→ Task brief
The entries must be set down again word for word; no pictures belong in the copy.

*** Opening Dataset extract ***

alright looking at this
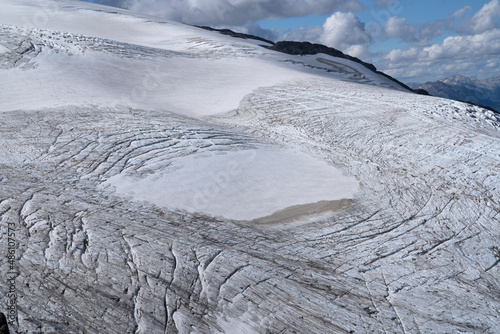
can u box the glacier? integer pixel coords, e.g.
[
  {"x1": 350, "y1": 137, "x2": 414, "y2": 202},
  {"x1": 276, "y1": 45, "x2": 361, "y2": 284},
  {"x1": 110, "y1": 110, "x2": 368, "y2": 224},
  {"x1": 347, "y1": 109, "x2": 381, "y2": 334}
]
[{"x1": 1, "y1": 0, "x2": 499, "y2": 333}]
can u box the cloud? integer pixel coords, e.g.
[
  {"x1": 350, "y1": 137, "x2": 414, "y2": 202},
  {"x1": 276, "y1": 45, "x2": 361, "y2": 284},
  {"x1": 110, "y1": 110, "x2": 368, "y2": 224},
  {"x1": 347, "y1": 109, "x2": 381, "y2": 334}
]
[
  {"x1": 384, "y1": 47, "x2": 420, "y2": 62},
  {"x1": 385, "y1": 16, "x2": 412, "y2": 38},
  {"x1": 279, "y1": 11, "x2": 372, "y2": 60},
  {"x1": 385, "y1": 16, "x2": 448, "y2": 46},
  {"x1": 377, "y1": 2, "x2": 500, "y2": 82},
  {"x1": 425, "y1": 29, "x2": 500, "y2": 60},
  {"x1": 344, "y1": 44, "x2": 371, "y2": 60},
  {"x1": 374, "y1": 0, "x2": 394, "y2": 8},
  {"x1": 340, "y1": 1, "x2": 365, "y2": 12},
  {"x1": 380, "y1": 1, "x2": 498, "y2": 49},
  {"x1": 469, "y1": 0, "x2": 500, "y2": 34},
  {"x1": 321, "y1": 12, "x2": 371, "y2": 49},
  {"x1": 225, "y1": 22, "x2": 281, "y2": 42},
  {"x1": 450, "y1": 6, "x2": 471, "y2": 19},
  {"x1": 91, "y1": 0, "x2": 363, "y2": 26},
  {"x1": 379, "y1": 28, "x2": 500, "y2": 82}
]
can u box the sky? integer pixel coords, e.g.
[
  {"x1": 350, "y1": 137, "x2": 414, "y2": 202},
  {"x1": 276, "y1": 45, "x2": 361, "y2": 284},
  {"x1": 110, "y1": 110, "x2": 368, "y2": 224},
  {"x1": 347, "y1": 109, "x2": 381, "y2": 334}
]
[{"x1": 82, "y1": 0, "x2": 500, "y2": 84}]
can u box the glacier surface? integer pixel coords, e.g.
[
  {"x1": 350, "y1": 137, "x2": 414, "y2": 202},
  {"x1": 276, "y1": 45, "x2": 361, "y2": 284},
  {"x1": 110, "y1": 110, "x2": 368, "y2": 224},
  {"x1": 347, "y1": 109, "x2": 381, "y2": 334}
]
[{"x1": 0, "y1": 1, "x2": 499, "y2": 333}]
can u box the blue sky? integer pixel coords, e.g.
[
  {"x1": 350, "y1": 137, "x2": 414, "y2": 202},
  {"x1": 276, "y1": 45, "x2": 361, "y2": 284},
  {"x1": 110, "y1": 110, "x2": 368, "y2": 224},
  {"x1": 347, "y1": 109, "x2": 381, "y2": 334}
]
[
  {"x1": 259, "y1": 1, "x2": 486, "y2": 46},
  {"x1": 84, "y1": 0, "x2": 500, "y2": 83},
  {"x1": 259, "y1": 1, "x2": 486, "y2": 44}
]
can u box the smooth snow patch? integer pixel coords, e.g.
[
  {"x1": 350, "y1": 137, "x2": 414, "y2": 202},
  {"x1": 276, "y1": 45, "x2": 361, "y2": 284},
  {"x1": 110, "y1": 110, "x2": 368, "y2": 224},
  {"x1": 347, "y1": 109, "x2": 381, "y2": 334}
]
[
  {"x1": 0, "y1": 44, "x2": 312, "y2": 116},
  {"x1": 104, "y1": 149, "x2": 358, "y2": 221}
]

*** Closing Dataset extract ***

→ Solution to this task
alright looking at this
can u box the glacier? integer pixel coords, e.g.
[
  {"x1": 350, "y1": 137, "x2": 414, "y2": 202},
  {"x1": 276, "y1": 45, "x2": 361, "y2": 284},
  {"x1": 110, "y1": 110, "x2": 368, "y2": 224},
  {"x1": 347, "y1": 109, "x2": 381, "y2": 334}
]
[{"x1": 1, "y1": 0, "x2": 499, "y2": 333}]
can u box the cloud? integer pixel coords, e.g.
[
  {"x1": 350, "y1": 137, "x2": 414, "y2": 202},
  {"x1": 276, "y1": 45, "x2": 361, "y2": 284},
  {"x1": 110, "y1": 110, "x2": 368, "y2": 224},
  {"x1": 347, "y1": 109, "x2": 381, "y2": 334}
]
[
  {"x1": 384, "y1": 47, "x2": 420, "y2": 62},
  {"x1": 385, "y1": 16, "x2": 412, "y2": 38},
  {"x1": 279, "y1": 11, "x2": 372, "y2": 60},
  {"x1": 385, "y1": 16, "x2": 448, "y2": 46},
  {"x1": 377, "y1": 2, "x2": 500, "y2": 82},
  {"x1": 425, "y1": 29, "x2": 500, "y2": 60},
  {"x1": 344, "y1": 44, "x2": 371, "y2": 60},
  {"x1": 374, "y1": 0, "x2": 394, "y2": 8},
  {"x1": 340, "y1": 1, "x2": 365, "y2": 12},
  {"x1": 380, "y1": 1, "x2": 498, "y2": 49},
  {"x1": 469, "y1": 0, "x2": 500, "y2": 34},
  {"x1": 321, "y1": 12, "x2": 371, "y2": 49},
  {"x1": 225, "y1": 22, "x2": 281, "y2": 42},
  {"x1": 450, "y1": 6, "x2": 471, "y2": 19},
  {"x1": 91, "y1": 0, "x2": 363, "y2": 26},
  {"x1": 379, "y1": 28, "x2": 500, "y2": 82}
]
can u box the sky? integer pixel coords, e.g.
[
  {"x1": 350, "y1": 137, "x2": 414, "y2": 202},
  {"x1": 276, "y1": 45, "x2": 361, "y2": 284},
  {"x1": 110, "y1": 110, "x2": 368, "y2": 224},
  {"x1": 347, "y1": 109, "x2": 381, "y2": 334}
]
[{"x1": 82, "y1": 0, "x2": 500, "y2": 84}]
can u box the glacier surface? integer pixel coords, e.g.
[
  {"x1": 350, "y1": 137, "x2": 414, "y2": 202},
  {"x1": 276, "y1": 45, "x2": 361, "y2": 284},
  {"x1": 110, "y1": 110, "x2": 368, "y2": 224},
  {"x1": 347, "y1": 109, "x2": 381, "y2": 334}
]
[{"x1": 0, "y1": 1, "x2": 499, "y2": 333}]
can u box the blue sky? integer pixel coords, e.g.
[
  {"x1": 350, "y1": 137, "x2": 414, "y2": 202},
  {"x1": 276, "y1": 45, "x2": 361, "y2": 284},
  {"x1": 110, "y1": 110, "x2": 368, "y2": 224},
  {"x1": 347, "y1": 109, "x2": 381, "y2": 334}
]
[
  {"x1": 259, "y1": 1, "x2": 486, "y2": 46},
  {"x1": 84, "y1": 0, "x2": 500, "y2": 83},
  {"x1": 259, "y1": 1, "x2": 486, "y2": 44}
]
can u box the smooth snow patch? integer pixel coords, e.g.
[
  {"x1": 350, "y1": 137, "x2": 414, "y2": 202},
  {"x1": 276, "y1": 45, "x2": 361, "y2": 284},
  {"x1": 110, "y1": 110, "x2": 368, "y2": 224},
  {"x1": 347, "y1": 109, "x2": 381, "y2": 334}
]
[
  {"x1": 0, "y1": 44, "x2": 312, "y2": 116},
  {"x1": 104, "y1": 149, "x2": 358, "y2": 221}
]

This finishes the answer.